▶ CONSIGNE:
Reproduisez fidèlement l'extrait du texte fourni qui commence aux mots « Christine se tourne » et s'arrête après « par son esthétique. ».

▶ TEXTE FOURNI:

━━━━━━━━━━━━━━━━━━━━━━━━━━━━━━

Christine se tourne également vers d’autres secteurs de l’édition. Ainsi, elle est lectrice « free lance » pour différentes maisons : il s’agit de lire des manuscrits, d’apprécier l’opportunité de les publier en fonction de la politique de l’éditeur, et de faire partager son opinion à ce dernier. Pour le magazine « Elle », elle écrit des critiques de livres pendant une demi-douzaine d’années. Et elle prend la plume pour d’autres, qui vont signer un livre dont en fait elle est co-rédactrice. Hier, on était qualifié de « nègre », aujourd’hui « d’écrivain fantôme ». En particulier, elle a le bonheur de travailler avec le grand couturier Hubert de Givenchy, créateur méticuleux, grand travailleur, mais qui ne pouvait écrire seul ses mémoires. Sa collaboration avec Christine aboutit à un très beau livre, tant sur le fond que par son esthétique.

De toutes ces activités, Christine tire beaucoup de plaisir mais, au fond d’elle-même, elle aspire à autre chose : écrire « ses » livres. Cependant, passer d’un désir de cette nature à une réalité n’est pas chose facile ; en effet, bien qu’elle adore le genre des romans policiers, Christine ne se sent pas capable d’inventer une intrigue, elle a besoin de s’appuyer sur quelque chose qui existe. C’est ce qui va la conduire à écrire des biographies. En une vingtaine d’années, elle va en publier trois, consacrées successivement à Jeanne Bibesco (1864-1944), à Henri Petiet (1894-1980) et à Mary Reynolds, née Hubatchek (1891-1950). La première, aristocrate roumaine élevée dans les Yvelines, à Versailles, fait construire à Alger en 1891 un carmel, l’ordre féminin le plus rigoureux de l’Eglise catholique ; elle plaide la cause de sa congrégation auprès du président du Conseil Emile Combes, anticlérical déterminé, et noue avec lui une étonnante relation amoureuse. Plus tard, Jeanne devient conférencière, puis travaille pendant la guerre pour le Renseignement français, contribuant à « craquer » des codes de chiffrement. Le deuxième, Henri Marie Petiet, est le propre frère du grand-père de Christine. Dans la famille paternelle de celle-ci, où les hommes sont majoritairement des officiers, il détonne par sa liberté d’esprit et de comportement. Passionné par les arts plastiques, il est devenu marchand d’estampes dans les années 1920, jouant un rôle important sur le marché de l’art au XXe siècle. La troisième, Mary Reynolds, veuve après la première guerre mondiale, s’immerge complètement dans les milieux artistiques parisiens et devient l’amante de Marcel Duchamp. Artiste elle-même, elle réalise des reliures superbes et pleines d’imagination. Pendant la guerre, bien qu’américaine, elle entre dans la Résistance, puis doit fuir la Gestapo, allant jusqu’à traverser les Pyrénées à pied, alors qu’elle a 51 ans.

━━━━━━━━━━━━━━━━━━━━━━━━━━━━━━

▶ INFORMATIONS AFFICHÉES:
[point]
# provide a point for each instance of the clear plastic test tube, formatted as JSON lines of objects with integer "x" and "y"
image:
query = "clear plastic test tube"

━━━━━━━━━━━━━━━━━━━━━━━━━━━━━━

▶ SOLUTION RÉDIGÉE:
Christine se tourne également vers d’autres secteurs de l’édition. Ainsi, elle est lectrice « free lance » pour différentes maisons : il s’agit de lire des manuscrits, d’apprécier l’opportunité de les publier en fonction de la politique de l’éditeur, et de faire partager son opinion à ce dernier. Pour le magazine « Elle », elle écrit des critiques de livres pendant une demi-douzaine d’années. Et elle prend la plume pour d’autres, qui vont signer un livre dont en fait elle est co-rédactrice. Hier, on était qualifié de « nègre », aujourd’hui « d’écrivain fantôme ». En particulier, elle a le bonheur de travailler avec le grand couturier Hubert de Givenchy, créateur méticuleux, grand travailleur, mais qui ne pouvait écrire seul ses mémoires. Sa collaboration avec Christine aboutit à un très beau livre, tant sur le fond que par son esthétique.